Consigne:
Relevez parmi les lignes ci-dessous toutes celles qui contiennent la chaîne « glass ». La casse compte.

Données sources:
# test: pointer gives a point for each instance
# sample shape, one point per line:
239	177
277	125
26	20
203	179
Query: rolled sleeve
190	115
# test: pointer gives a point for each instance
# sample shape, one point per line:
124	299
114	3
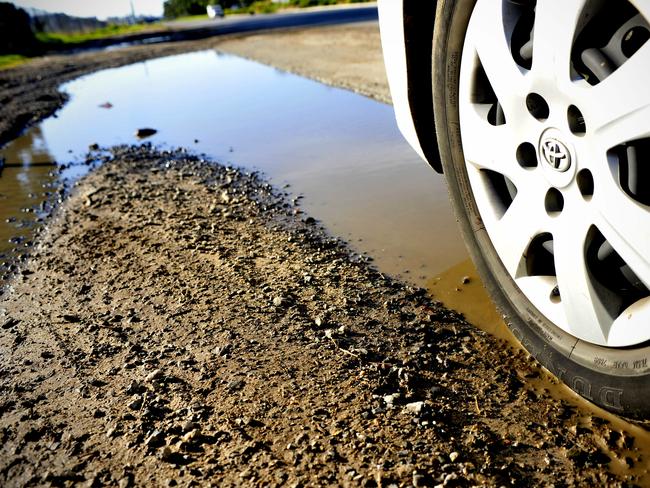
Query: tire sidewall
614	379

--

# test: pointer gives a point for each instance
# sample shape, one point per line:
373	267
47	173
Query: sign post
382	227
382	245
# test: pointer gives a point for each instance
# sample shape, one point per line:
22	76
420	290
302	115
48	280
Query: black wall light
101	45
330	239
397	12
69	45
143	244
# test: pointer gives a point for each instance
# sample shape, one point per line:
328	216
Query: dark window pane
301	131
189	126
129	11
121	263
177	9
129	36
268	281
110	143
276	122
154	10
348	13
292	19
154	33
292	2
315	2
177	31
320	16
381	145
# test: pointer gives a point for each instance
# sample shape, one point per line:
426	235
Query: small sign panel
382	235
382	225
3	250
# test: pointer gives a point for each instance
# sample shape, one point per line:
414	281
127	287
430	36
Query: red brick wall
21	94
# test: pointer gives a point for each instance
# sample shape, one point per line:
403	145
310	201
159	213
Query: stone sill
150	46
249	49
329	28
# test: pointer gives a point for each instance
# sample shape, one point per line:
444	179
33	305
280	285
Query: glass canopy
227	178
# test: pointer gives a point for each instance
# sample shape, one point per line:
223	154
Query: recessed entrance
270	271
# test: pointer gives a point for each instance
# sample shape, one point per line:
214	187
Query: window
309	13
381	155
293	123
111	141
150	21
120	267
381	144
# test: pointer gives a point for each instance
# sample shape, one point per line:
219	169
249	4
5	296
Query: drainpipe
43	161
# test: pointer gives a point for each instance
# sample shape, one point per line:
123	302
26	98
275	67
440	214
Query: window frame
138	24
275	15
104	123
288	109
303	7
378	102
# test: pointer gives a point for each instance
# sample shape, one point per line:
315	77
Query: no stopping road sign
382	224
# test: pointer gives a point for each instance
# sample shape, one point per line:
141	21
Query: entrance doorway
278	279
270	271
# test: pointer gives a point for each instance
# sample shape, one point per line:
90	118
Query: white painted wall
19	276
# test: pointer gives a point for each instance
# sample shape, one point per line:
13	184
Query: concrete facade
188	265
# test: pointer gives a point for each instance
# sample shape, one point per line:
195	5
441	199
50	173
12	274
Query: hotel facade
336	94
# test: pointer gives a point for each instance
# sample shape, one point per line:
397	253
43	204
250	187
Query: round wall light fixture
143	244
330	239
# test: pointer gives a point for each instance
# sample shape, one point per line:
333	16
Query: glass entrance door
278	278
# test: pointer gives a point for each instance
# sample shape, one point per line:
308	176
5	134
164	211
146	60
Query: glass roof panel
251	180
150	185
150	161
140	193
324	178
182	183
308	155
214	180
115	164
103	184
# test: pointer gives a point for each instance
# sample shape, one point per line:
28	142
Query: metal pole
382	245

Solution:
Query: glass canopy
Query: glass entrance door
Query: glass roof panel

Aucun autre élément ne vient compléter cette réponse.